------ Material for this task ------
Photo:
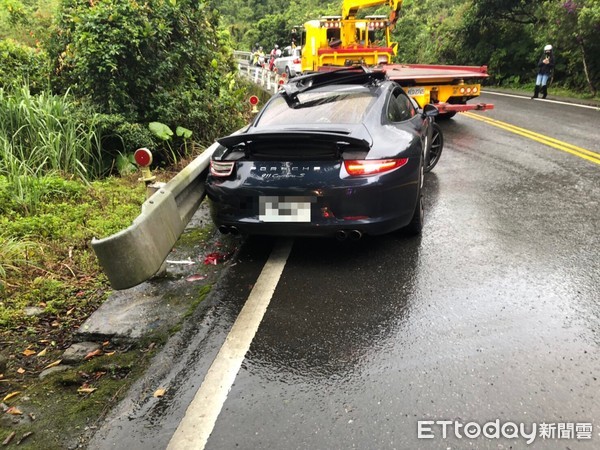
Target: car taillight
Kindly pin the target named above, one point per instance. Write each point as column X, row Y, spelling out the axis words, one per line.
column 361, row 167
column 221, row 168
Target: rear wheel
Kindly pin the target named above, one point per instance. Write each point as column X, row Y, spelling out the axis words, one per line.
column 437, row 145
------
Task instructions ::
Copy the listing from its first line through the line containing "column 221, row 168", with "taillight" swapped for "brake light" and nothing else changed. Leave the pictures out.

Reply to the exercise ::
Photo:
Target: car brake light
Kindly pin the target named above, one point per instance. Write each point as column X, row Y, spelling out the axis words, one per line.
column 361, row 167
column 221, row 168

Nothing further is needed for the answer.